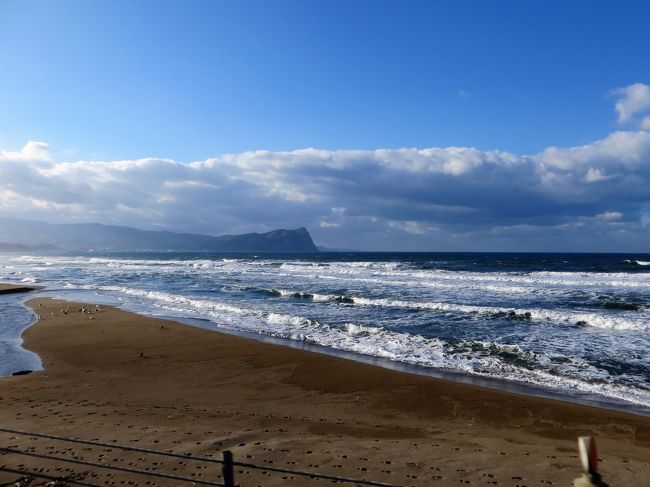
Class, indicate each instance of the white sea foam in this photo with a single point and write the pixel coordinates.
(372, 308)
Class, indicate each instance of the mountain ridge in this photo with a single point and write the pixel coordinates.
(101, 237)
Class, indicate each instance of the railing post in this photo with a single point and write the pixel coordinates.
(589, 460)
(228, 471)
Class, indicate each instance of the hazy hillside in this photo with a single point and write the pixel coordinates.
(15, 233)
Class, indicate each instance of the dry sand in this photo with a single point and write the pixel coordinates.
(200, 392)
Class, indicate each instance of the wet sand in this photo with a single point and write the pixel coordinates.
(117, 377)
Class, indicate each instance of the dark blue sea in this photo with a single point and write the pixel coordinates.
(575, 326)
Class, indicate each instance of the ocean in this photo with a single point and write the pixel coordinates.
(573, 326)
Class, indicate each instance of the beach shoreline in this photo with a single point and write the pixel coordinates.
(135, 380)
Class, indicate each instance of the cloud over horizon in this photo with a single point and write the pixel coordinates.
(590, 197)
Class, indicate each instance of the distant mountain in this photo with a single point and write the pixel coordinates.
(15, 233)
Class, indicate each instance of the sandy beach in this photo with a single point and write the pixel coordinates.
(117, 377)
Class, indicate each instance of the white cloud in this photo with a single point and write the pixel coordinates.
(632, 99)
(609, 216)
(645, 123)
(384, 198)
(32, 151)
(595, 175)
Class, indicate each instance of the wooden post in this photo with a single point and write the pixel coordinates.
(589, 460)
(228, 471)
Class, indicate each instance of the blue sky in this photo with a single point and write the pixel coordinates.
(195, 82)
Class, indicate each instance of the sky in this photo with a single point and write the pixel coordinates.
(378, 125)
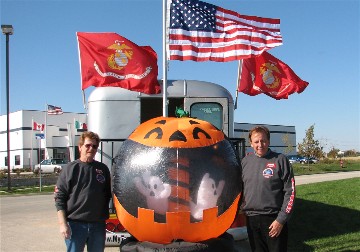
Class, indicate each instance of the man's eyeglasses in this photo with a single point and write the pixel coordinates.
(94, 146)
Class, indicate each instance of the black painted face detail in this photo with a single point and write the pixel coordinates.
(177, 135)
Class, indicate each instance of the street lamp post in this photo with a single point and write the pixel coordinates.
(7, 30)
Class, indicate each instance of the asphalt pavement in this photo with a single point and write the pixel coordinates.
(29, 223)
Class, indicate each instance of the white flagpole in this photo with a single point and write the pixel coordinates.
(164, 89)
(32, 136)
(45, 131)
(238, 83)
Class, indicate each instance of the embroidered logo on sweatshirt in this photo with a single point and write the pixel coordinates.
(269, 172)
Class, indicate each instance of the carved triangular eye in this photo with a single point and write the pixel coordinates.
(196, 132)
(157, 131)
(177, 136)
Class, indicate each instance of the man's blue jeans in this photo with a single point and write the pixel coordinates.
(90, 233)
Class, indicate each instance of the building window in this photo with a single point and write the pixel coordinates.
(17, 159)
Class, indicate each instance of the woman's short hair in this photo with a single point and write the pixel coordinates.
(259, 129)
(88, 134)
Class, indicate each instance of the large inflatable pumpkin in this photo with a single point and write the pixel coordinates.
(176, 179)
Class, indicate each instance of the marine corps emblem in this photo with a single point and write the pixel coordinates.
(269, 74)
(121, 56)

▬▬▬▬▬▬

Required work: Please update the listing above by changing every "pixel coordinates" to "x, y coordinates" and keeping everything else unchanged. Leave the pictures out of your answer.

Correct response:
Class, indicate each instance of the white sea foam in this photo with a single point and write the x, y coordinates.
(372, 308)
Class, indicate each instance of the mountain ridge in this photo with a single point and write the x, y coordinates.
(101, 237)
Class, indicate each instance of the railing post in this photo with a single point and write the x, y coordinates.
(589, 460)
(228, 471)
Class, indicate each instance of the hazy hillside in this photo with a single point and write the x, y coordinates.
(15, 233)
Class, indicate each instance of the dry sand in this photo with a single point and write the x, y coordinates.
(200, 392)
Class, indicate each instance of the wet sand in this photo with a single point and write the x, y coordinates.
(117, 377)
Class, indicate each instance of the dark blue sea in this photo with a single point and write the x, y coordinates.
(575, 326)
Class, indicate each instance of the ocean in this photo with a single point and write the x, y coordinates.
(573, 326)
Class, indicate each instance of the beach shoreline in this photo with a single point and write the x, y coordinates.
(135, 380)
Class, indicate each instance of the cloud over horizon in this photo with a single point and write the x, y coordinates.
(590, 197)
Class, indicate each instance of the distant mountain in this photo with a single point and write the x, y coordinates.
(15, 233)
Class, indicate each instance of the sandy beach in this photo with a single point and write the x, y coordinates.
(117, 377)
Class, indicate each instance of the white cloud in this photo with a single point and write the x, y coordinates.
(632, 99)
(609, 216)
(645, 123)
(384, 198)
(32, 151)
(595, 175)
Class, indicate each instance of the wooden post in this photo with a single point and write the x, y coordinates.
(589, 460)
(228, 471)
Class, indicate each instance of the blue sky in this photo with a single point and write the x, y coordinates.
(195, 82)
Class, indicate each instance of the sky in this photo with a single point and write the x, y coordinates.
(378, 125)
Class, indicate each instance of the man's eyeglasses in this photo with a single point and write the x, y coordinates.
(94, 146)
Class, indicate each instance of the black painted face detail in this photo with a single point and write the x, y coordinates.
(177, 135)
Class, indicate each instance of the street lamp post in this photo with a single point and write the x, y coordinates.
(7, 30)
Class, indicate each instance of the asphalt pavement in this photo with a single point and write the x, y coordinates.
(29, 223)
Class, indicate each instance of the white flagpole in this photo with a single point and write the x, y coordinates.
(164, 89)
(32, 136)
(45, 131)
(238, 83)
Class, indicate each instance of the embroidered logo on sweatshirt in this photo with a single point and write the x, y coordinates.
(269, 172)
Class, indicate each instance of the carved triangular eye in this photo with a single point and write the x, y coordinates.
(196, 132)
(157, 131)
(177, 136)
Class, indicate each instance of the man's blue jeans in this photo with a single point and write the x, y coordinates.
(90, 233)
Class, indicate each instance of the building window in this photo with a single point and write the x, y coordinates.
(17, 159)
Class, indicate each instance of the woman's short hair in this photo with a single point and write the x, y coordinates.
(259, 129)
(88, 134)
Class, indicate each instance of the large inflatable pumpkin in this photo with a single point and write the x, y coordinates.
(176, 179)
Class, indicate each instance of the marine corps emblem in this photo with a single point and write the x, y coordinates.
(269, 74)
(121, 56)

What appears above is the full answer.